EXTRACT:
━━━━━━━━━━━━━━━━━━━━
# Sci-Fi Channel Resorts To Desperate Measures



## Languatron (Dec 24, 2004)

Sci-Fi Channel in America has finally gone off the deep end both psychologically and rationally. The troubled, low rated cable network plans to send its very own television executives to shopping malls across the country to try and FORCE people to watch Ronald D. Moore's 13 episode series debuting in January. This isn't rational marketing, this is a last ditch attempt by Sci-Fi Channel to try and beef up viewership in America after the disappointing performance of Ron Moore's "Crapola" in England. As I understand it, the folks in England preferred reruns of the "Simpsons" EVERY SINGLE TIME over watching Ron Moore's "Crapola." That's alright!! Bart and Homer Simpson are alot more CHARMING to watch than Ronald D. Moore's DYSFUNCTIONAL CHARACTERS, aren't they?


----------



## Brian G Turner (Dec 25, 2004)
━━━━━━━━━━━━━━━━━━━━
RECORD SET:
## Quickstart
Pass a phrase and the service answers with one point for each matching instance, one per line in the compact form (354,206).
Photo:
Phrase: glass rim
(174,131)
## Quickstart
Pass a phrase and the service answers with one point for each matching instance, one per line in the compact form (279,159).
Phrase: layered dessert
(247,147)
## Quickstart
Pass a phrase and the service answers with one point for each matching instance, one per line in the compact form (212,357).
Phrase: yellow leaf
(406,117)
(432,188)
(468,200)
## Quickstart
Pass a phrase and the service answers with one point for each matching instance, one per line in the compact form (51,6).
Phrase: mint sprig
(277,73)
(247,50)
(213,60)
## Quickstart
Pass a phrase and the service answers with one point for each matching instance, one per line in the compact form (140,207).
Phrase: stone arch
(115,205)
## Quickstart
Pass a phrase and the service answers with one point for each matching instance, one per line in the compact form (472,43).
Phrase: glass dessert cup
━━━━━━━━━━━━━━━━━━━━
TASKS TO PERFORM:
**a.** In the Sci-Fi Channel thread, where does the network plan to send its executives?
**b.** Summarize the Sci-Fi Channel thread in two sentences.
**c.** Write a continuation of the Sci-Fi Channel thread, starting after the last line shown.

ANSWERS TO THE TASKS:
**a.** To shopping malls across the country.

**b.** The poster says Sci-Fi Channel plans to send its own executives to shopping malls across America to push Ronald D. Moore's 13-episode series debuting in January. The poster calls this a last-ditch attempt to raise viewership after the show's disappointing performance in England, where viewers reportedly preferred "Simpsons" reruns.

**c.**
The Simpsons are one of the most popular TV series ever made, so of course they are going to stomp on anyone trying to compete at the same viewing time. 

 I don't see how anyone can be "forced" to watch it - do you have a reference to what's actually involved in their marketing campaign?


----------



## dwndrgn (Dec 25, 2004)

I haven't heard of this at all and really don't even know what the poster is talking about since I don't know what 'Crapola' is either.  Just another clueless American I guess...


----------



## Brian G Turner (Dec 25, 2004)

Languatron has a problem with the new Battlestar Gallactica series.


----------



## The Master™ (Dec 25, 2004)

Okay, for the record... I actually enjoy Battlestar Galactica... And have watched every episode, so far...  I like the storylines and quite enjoy the refreshing camera effects of the space battles...

I realise that everyone has their own opinion about things, but maybe Languatron might benefit by trying to find something else to harp on about... It is getting rather tired... Time to change that cracked record!!!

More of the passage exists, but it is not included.